Pictures stay out; everything else in the records gets transcribed exactly.

=== Section Start ===

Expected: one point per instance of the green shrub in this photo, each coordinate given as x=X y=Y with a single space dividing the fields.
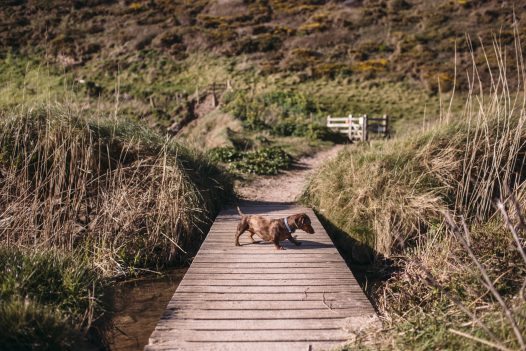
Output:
x=264 y=161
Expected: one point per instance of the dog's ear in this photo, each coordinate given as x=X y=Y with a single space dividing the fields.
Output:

=== Section End ===

- [Response below]:
Expected: one point per instance of the green shrub in this photo, each coordinate given as x=X y=Y with a single space dividing the fields.
Output:
x=264 y=161
Expected: one point per instance of the dog's ear in this photo, each coordinate given as x=X y=Y with a single space dividing the fields.
Output:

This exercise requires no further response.